• What is needed:
Echo every one of the entries below, reproducing each line word for word.
-- start --
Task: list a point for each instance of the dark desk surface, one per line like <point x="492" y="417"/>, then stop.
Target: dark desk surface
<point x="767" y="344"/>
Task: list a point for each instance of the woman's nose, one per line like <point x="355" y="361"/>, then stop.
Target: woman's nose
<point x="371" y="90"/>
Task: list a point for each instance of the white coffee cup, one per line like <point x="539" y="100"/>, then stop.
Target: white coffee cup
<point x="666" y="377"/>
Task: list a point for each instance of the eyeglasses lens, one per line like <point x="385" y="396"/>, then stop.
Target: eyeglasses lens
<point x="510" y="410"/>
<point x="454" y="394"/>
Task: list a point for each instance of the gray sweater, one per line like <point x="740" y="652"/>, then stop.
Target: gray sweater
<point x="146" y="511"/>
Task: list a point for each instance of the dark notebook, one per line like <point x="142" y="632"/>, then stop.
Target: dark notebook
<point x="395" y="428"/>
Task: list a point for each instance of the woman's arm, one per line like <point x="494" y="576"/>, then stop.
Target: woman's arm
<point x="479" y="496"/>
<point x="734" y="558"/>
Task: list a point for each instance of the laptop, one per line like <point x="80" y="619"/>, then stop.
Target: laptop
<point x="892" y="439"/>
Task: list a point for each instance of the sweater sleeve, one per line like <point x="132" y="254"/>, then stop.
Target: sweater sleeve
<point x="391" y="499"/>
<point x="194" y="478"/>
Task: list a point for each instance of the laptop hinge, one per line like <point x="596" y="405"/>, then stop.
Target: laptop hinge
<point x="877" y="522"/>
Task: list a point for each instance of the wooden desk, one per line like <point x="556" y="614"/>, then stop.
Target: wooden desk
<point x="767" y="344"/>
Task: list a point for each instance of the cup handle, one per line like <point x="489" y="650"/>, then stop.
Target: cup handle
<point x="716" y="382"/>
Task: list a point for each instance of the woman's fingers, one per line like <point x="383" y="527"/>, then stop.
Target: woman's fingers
-- end --
• Output for this task:
Task: list a point for each instance of the dark desk surface, one per line like <point x="492" y="417"/>, then stop.
Target: dark desk surface
<point x="767" y="344"/>
Task: list a point for each instance of the woman's nose, one per line like <point x="355" y="361"/>, then stop.
Target: woman's nose
<point x="371" y="90"/>
Task: list a point for each instance of the white coffee cup, one per line like <point x="539" y="100"/>, then stop.
Target: white coffee cup
<point x="666" y="377"/>
Task: list a point for each instance of the eyeglasses lens, one per line like <point x="385" y="396"/>, then stop.
Target: eyeglasses lens
<point x="510" y="410"/>
<point x="454" y="394"/>
Task: list a point for each instance of the gray sweater, one per line like <point x="740" y="652"/>, then stop.
Target: gray sweater
<point x="146" y="511"/>
Task: list a point for each instance of the dark notebook, one per line like <point x="142" y="632"/>, then stop.
Target: dark notebook
<point x="395" y="428"/>
Task: list a point for each instance of the woman's arm, one per line like <point x="494" y="576"/>, then stop.
Target: woman's arm
<point x="479" y="496"/>
<point x="734" y="558"/>
Task: list a point for each instance of the laptop, one per line like <point x="80" y="619"/>, then stop.
Target: laptop
<point x="892" y="439"/>
Task: list a point for each instance of the sweater sleeve, one per line like <point x="132" y="254"/>, then stop.
Target: sweater sleeve
<point x="391" y="499"/>
<point x="194" y="478"/>
Task: list a point for each instance of the laptop hinge, one per line like <point x="596" y="405"/>, then stop.
Target: laptop hinge
<point x="877" y="522"/>
Task: list a point for each instance of the wooden desk, one per line like <point x="556" y="614"/>, then stop.
Target: wooden desk
<point x="767" y="344"/>
Task: list a point for each instance of the cup handle, one per line like <point x="489" y="650"/>, then stop.
Target: cup handle
<point x="716" y="382"/>
Task: list a point for each instance of the woman's fingers, one per line like <point x="383" y="527"/>, then stop.
Target: woman's fingers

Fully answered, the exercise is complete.